▶ _PROMPT_
Locate each row below that contains the string "laptop", and copy every such row in full.

▶ _MATERIAL FOR THIS TASK_
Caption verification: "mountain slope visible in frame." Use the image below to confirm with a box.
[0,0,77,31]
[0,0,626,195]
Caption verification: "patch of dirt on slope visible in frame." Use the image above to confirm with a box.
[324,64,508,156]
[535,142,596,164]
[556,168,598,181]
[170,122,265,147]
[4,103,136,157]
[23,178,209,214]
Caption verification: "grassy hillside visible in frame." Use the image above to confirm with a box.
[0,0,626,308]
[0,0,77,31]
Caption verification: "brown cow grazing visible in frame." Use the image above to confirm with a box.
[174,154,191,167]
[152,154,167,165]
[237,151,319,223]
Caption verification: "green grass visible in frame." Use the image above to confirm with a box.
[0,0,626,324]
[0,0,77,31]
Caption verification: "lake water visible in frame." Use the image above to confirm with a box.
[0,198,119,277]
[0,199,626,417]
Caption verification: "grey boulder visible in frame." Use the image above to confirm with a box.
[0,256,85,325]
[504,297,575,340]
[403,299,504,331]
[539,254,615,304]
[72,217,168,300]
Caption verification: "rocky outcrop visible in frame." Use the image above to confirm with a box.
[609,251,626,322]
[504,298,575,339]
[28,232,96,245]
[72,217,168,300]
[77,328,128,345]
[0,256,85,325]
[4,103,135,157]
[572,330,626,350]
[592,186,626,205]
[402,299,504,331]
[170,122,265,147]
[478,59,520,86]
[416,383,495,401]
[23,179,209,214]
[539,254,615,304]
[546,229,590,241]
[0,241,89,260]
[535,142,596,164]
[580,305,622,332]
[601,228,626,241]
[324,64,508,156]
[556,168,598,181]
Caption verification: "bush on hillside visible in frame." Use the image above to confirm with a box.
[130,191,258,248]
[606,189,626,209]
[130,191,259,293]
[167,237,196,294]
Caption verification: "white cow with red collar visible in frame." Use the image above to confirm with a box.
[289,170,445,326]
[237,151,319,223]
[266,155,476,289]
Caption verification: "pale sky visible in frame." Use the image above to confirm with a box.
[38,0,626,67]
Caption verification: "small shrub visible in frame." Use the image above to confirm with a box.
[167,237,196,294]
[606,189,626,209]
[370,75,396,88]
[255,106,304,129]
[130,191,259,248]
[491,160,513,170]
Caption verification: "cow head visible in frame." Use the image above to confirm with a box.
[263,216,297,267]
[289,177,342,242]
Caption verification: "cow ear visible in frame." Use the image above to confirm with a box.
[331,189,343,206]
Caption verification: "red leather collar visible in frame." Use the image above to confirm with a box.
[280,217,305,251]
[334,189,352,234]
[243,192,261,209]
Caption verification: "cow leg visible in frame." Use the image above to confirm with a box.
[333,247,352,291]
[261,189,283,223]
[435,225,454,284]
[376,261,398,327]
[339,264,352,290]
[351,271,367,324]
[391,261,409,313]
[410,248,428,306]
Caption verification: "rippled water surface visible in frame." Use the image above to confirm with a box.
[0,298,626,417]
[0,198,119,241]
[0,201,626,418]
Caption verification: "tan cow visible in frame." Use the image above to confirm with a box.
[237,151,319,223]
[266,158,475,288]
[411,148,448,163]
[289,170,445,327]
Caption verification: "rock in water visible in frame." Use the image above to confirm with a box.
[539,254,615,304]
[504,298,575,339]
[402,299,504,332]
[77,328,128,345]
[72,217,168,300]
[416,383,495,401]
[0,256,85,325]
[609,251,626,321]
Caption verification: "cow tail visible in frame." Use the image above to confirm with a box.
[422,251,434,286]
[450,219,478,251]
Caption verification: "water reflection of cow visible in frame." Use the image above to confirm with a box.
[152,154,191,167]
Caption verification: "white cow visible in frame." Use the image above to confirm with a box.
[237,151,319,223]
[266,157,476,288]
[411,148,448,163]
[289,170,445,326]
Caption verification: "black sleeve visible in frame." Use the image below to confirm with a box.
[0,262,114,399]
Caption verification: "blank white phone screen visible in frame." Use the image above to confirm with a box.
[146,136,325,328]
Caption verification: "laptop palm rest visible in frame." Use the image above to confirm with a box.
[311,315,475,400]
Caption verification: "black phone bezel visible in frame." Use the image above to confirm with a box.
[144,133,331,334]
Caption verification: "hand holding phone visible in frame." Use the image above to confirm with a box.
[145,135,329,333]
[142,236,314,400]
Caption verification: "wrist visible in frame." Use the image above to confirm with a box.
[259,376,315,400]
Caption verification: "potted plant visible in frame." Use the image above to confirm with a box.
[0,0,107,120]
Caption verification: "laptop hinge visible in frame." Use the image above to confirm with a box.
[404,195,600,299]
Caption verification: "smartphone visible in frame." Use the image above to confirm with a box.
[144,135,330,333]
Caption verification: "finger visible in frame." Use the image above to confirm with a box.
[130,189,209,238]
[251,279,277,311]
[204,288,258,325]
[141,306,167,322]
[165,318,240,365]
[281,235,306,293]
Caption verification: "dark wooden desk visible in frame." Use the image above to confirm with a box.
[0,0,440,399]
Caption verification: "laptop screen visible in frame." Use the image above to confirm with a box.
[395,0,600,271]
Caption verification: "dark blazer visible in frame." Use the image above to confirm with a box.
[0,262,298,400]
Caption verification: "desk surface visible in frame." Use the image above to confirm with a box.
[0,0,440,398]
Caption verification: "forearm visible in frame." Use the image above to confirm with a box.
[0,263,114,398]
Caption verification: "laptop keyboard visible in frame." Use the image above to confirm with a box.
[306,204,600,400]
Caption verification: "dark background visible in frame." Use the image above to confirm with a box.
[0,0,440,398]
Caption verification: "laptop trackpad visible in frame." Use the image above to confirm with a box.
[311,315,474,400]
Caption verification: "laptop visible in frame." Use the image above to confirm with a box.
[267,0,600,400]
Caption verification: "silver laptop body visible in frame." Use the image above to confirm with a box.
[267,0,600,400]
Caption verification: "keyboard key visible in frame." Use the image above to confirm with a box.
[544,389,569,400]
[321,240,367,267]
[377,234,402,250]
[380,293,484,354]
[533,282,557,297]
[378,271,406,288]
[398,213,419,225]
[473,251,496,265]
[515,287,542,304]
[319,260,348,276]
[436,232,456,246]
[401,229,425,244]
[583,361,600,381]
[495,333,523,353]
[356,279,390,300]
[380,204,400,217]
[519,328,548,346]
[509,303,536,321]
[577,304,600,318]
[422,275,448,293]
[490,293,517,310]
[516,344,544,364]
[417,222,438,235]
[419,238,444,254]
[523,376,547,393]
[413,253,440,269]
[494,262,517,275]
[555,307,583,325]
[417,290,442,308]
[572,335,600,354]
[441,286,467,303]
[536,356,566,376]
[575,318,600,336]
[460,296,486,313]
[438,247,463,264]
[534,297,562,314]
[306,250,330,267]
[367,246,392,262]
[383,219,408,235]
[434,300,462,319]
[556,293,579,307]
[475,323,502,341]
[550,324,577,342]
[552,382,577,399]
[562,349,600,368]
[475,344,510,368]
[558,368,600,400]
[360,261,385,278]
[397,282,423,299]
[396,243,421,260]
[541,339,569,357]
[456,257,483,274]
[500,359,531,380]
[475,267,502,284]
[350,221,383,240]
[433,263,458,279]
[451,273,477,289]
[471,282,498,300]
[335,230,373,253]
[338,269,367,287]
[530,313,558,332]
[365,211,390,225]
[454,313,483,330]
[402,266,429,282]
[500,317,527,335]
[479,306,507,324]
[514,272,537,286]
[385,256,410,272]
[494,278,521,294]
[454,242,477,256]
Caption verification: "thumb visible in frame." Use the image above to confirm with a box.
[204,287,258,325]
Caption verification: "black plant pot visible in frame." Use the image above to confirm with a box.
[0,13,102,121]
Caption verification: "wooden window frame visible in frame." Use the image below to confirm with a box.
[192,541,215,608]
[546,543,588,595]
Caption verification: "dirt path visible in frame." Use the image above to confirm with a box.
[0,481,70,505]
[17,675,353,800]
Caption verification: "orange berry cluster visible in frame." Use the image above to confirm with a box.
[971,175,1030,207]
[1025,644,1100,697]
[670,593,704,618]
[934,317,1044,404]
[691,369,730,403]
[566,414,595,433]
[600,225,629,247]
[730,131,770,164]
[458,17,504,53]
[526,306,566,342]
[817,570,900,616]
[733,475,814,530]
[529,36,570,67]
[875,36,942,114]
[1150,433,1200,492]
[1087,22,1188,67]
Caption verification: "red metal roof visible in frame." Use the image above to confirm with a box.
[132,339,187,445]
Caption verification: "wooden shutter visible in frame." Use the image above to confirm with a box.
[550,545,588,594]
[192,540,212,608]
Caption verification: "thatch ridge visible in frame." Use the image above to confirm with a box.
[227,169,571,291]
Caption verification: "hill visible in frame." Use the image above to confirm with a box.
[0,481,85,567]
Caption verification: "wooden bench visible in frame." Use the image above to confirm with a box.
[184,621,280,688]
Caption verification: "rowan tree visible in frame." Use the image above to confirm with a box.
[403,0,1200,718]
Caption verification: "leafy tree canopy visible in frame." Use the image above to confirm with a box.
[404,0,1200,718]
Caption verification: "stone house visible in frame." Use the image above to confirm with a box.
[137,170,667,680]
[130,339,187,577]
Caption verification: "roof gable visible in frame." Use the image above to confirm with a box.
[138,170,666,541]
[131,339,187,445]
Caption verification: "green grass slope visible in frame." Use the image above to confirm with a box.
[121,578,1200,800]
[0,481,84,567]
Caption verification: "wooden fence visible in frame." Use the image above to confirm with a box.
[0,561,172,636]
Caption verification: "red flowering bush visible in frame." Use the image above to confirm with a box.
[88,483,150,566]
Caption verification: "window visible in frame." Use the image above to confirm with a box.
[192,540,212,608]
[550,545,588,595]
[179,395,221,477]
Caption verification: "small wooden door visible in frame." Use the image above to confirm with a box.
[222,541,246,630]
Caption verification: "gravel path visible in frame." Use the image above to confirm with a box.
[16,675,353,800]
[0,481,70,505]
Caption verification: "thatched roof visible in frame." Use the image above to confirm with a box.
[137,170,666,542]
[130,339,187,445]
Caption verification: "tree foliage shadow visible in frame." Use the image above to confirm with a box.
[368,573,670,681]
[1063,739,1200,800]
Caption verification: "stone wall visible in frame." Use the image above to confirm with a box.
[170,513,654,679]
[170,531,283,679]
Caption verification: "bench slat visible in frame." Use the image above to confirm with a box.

▶ _FINISHED EXERCISE_
Caption verification: "laptop palm rest visible in frame." Use the image above to confirm with a box.
Caption verification: "laptop hinge visible in frame." Use the image above to confirm with a box.
Caption verification: "laptop screen visible in frame." Use the image above to confirm with a box.
Caption verification: "laptop keyboard visible in frame." Use the image above to confirm with a box.
Caption verification: "laptop trackpad visible in frame." Use the image above to confirm with a box.
Caption verification: "laptop visible in frame." Use the image above to confirm with a box.
Caption verification: "silver laptop body visible in frame." Use the image above to confirm with a box.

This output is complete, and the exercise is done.